Saturday 9 July 2005

Headmasters


Laying on my bed reading my latest book, about Tesla's life, I stopped reading to think about what I had read. My mind went off on one of those little obscure journeys it does flitting from one thing to the next when I got to thinking about school life.

I was about eight years old when I was first sent to the headmaster's office for my constant lateness. The lateness was down to my home life and having to make sure the house was cleaned and hoovered before I was able to leave for school. My mother wouldn't let me leave unless it was in a fit state. And then on the way to school I'd try and make up for my miserable life by trying to find an elusive and allegedly lucky, four-leafed clover. I never, ever, found one and I'd end up even later still.

Finally I was sent to the headmaster's office for the lateness. It was terrifying sitting outside the door waiting for I don't know what, when I decided to try and distract myself from the impending doom. (Life is so dramatic when you are a kid!) In a flash I realised I needed a hobby and one that didn't require cost or equipment so I took up "surfaces" as a hobby. Bear with me, this is madness. There I am outside the headmaster's office with my face scrunched up against the walls looking along the surfaces. Noting the smoothness, the roughness, the dents and dips, all sorts. I was quite pleased with myself as I reckoned it was a great hobby and one that I could do anywhere.

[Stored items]

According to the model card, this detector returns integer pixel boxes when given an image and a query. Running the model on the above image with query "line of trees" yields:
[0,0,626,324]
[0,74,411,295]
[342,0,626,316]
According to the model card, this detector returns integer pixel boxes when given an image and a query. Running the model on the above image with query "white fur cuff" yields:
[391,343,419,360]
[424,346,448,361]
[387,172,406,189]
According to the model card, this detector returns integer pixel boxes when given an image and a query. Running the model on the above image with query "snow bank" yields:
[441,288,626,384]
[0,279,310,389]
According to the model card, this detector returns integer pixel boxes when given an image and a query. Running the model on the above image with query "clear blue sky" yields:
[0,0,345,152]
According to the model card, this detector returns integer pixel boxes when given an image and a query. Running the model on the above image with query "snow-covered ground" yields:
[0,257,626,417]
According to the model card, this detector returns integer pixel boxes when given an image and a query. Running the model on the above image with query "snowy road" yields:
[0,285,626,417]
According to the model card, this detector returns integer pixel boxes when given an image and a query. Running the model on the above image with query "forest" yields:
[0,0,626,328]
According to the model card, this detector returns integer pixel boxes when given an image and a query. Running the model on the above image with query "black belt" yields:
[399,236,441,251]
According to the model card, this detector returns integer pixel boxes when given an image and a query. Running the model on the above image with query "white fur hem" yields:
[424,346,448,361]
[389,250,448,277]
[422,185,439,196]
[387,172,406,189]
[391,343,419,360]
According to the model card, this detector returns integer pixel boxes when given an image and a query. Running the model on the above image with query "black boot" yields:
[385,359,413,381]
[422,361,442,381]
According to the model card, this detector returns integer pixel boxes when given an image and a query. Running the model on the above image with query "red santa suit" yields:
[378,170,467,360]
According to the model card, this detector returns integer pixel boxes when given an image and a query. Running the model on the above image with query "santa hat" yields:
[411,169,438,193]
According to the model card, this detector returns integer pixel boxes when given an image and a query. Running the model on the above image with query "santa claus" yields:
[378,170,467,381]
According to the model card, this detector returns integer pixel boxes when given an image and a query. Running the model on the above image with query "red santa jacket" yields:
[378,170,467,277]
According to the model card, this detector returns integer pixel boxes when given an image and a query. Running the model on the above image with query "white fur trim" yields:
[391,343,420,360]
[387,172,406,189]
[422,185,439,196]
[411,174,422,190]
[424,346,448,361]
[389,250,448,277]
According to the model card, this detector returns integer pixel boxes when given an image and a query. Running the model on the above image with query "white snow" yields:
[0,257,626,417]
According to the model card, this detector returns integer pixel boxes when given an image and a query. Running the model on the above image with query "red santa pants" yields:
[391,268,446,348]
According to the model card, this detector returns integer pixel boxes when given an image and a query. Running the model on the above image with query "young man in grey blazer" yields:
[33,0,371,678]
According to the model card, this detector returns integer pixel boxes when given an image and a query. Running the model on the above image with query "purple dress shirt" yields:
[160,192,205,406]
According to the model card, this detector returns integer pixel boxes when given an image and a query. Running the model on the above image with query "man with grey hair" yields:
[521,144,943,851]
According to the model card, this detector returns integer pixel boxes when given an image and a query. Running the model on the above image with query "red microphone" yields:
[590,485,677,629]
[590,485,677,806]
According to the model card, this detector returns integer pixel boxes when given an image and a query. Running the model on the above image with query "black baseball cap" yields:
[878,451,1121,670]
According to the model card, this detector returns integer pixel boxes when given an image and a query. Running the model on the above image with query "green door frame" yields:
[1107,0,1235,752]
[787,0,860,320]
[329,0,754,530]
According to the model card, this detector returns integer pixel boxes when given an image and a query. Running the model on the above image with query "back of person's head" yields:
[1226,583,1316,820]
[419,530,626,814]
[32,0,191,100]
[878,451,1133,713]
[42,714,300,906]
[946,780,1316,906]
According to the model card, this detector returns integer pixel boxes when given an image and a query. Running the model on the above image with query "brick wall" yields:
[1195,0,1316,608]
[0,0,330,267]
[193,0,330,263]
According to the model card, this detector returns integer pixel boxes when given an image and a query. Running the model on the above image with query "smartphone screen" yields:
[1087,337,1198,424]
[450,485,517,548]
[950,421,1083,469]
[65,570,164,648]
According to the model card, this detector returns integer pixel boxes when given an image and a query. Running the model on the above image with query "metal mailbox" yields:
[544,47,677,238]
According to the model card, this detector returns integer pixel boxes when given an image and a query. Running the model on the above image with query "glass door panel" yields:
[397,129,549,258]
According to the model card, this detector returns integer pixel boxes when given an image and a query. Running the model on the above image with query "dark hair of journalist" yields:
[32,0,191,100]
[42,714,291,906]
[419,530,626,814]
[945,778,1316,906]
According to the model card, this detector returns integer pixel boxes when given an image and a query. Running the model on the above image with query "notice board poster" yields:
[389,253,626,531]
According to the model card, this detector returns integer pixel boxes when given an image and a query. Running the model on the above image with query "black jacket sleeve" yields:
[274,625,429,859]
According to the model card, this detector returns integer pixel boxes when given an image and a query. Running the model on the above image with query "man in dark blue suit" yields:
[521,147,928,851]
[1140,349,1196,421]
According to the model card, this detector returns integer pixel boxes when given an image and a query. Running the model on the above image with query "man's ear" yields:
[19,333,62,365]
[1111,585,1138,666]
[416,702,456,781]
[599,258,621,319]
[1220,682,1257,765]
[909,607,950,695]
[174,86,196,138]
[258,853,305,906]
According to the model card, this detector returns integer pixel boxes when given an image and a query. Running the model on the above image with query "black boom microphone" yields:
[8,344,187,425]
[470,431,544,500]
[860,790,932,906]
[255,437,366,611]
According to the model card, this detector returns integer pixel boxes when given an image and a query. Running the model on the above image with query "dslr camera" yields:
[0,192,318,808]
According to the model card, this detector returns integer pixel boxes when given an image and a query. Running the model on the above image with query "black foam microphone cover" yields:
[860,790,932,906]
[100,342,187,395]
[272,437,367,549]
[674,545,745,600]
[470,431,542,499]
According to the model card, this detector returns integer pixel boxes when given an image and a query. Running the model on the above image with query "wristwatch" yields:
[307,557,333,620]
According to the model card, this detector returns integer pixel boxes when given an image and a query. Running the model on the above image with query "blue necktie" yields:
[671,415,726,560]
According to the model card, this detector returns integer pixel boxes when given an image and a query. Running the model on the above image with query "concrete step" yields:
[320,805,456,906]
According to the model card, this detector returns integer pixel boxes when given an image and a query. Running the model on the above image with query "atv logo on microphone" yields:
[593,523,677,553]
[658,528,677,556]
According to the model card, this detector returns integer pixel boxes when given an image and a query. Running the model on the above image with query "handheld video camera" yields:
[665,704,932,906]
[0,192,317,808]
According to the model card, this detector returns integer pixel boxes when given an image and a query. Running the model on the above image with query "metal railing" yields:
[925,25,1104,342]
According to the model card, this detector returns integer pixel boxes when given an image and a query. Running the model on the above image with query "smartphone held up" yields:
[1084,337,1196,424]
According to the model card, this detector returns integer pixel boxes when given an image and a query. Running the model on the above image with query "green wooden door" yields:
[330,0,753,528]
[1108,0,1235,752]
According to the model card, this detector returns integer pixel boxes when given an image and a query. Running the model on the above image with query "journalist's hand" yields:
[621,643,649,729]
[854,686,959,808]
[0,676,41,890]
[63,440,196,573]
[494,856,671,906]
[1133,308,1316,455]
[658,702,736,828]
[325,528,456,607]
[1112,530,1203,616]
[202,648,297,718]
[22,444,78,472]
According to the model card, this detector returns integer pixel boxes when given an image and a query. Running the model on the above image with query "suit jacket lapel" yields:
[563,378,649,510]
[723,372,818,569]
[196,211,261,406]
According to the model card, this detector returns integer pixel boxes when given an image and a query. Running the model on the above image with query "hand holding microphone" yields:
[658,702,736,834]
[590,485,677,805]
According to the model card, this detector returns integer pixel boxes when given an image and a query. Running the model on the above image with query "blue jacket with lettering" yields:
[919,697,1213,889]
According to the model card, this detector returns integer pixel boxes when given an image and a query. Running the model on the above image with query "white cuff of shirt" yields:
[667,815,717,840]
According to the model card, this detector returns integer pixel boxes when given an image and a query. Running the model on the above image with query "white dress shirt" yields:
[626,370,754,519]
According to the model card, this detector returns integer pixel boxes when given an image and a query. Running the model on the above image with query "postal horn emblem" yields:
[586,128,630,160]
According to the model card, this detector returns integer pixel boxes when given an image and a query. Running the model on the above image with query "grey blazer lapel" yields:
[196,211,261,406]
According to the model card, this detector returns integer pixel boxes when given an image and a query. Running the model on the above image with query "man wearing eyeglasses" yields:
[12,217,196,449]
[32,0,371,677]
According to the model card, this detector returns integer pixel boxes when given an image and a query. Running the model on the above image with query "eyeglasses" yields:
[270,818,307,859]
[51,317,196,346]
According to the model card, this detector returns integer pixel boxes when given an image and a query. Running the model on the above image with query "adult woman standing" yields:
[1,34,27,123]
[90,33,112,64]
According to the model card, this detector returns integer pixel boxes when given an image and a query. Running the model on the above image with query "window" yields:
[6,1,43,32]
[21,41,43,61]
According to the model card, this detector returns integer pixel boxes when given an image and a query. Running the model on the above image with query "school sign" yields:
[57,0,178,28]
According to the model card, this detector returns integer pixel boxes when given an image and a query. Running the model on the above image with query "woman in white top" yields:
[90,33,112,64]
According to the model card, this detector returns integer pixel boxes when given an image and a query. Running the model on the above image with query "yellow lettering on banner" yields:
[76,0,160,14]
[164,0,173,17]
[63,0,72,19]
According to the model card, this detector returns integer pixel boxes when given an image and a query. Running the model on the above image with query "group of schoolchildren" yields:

■ Exercise set:
(a) In the post about headmasters, which features of the walls did the narrator note while looking along the surfaces outside the headmaster's office?
(b) Carry on the post about headmasters from its final sentence.

■ Answers to the exercise:
(a) The smoothness, the roughness, the dents, and the dips.

(b)
The distraction obviously worked because I really can not remember how it went with the headmaster or what happened next. But all these years later I can still see those surfaces and how the corridor looked outside the headmaster's office.

Another time I was sent to the headmaster was when I was 16. I had found myself a job, accommodation and a new life and run away from home. I was away for a very successful week which is another story, but because I had told just one friend an idea of where I had gone, she cracked under pressure from my parents and I was hauled home once they had found me.

It was with great humiliation I appeared as requested at the headmaster's office together with my mother. He went on and on and then turned to me in his booming voice and asked "what have you got to say for yourself young girl?". I didn't know I thought. What sort of question was that. I couldn't tell him the truth of my home life and as my mind whirred overtime I thought I wasn't going to say I was sorry and in any case I knew that if I said sorry he would just go on and on as it was just a facile response. So I said what I think any self-respecting, under-developed, under-sized scrap of a girl would do and I told him quite confidently in response "I want to join the navy". On reflection, as an adult, I think my response completely undermined the situation and he did his utmost not to laugh at the absurdity of it all. He didn't laugh but I don't think the lecture lasted for too long after that.



Original Comments:

Badaunt said...
You had greater inner resources than I did when I was eight, clearly. (You have also inspired a blog post.)
Saturday, July 09, 2005 10:36:00 AM
Cheryl said...
I didn't have your childhood, but only because my mum did.
Would we change what happened, knowing it would change who we are? Its difficult. But I have to say that luck or that childhood fashioned you into a very independant, strong, reliable, resilient, quick thinking and caring person, and into someone determined to see joy, to look for the cracks in the clouds.
So ner. xxxxxx
Saturday, July 09, 2005 11:49:00 AM
doris said...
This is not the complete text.